▶ The exercise: Rewrite every line of the rows below, requests included, rescaling each bounding-box coordinate in the answers by a factor of 0.9 and rounding to the nearest whole number, with halves rounded up. Leave the numbers in the requests and their format samples unchanged.

(Rows in a dataset)

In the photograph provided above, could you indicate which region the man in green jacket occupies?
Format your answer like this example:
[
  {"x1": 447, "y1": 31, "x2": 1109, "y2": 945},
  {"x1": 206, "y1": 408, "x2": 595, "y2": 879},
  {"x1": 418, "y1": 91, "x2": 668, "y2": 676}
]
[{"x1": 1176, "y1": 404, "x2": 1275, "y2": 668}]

▶ Solved problem:
In the photograph provided above, could you indicate which region the man in green jacket occupies?
Format your answer like this example:
[
  {"x1": 447, "y1": 31, "x2": 1109, "y2": 945},
  {"x1": 206, "y1": 408, "x2": 595, "y2": 879},
  {"x1": 418, "y1": 91, "x2": 668, "y2": 676}
]
[{"x1": 1058, "y1": 364, "x2": 1148, "y2": 601}]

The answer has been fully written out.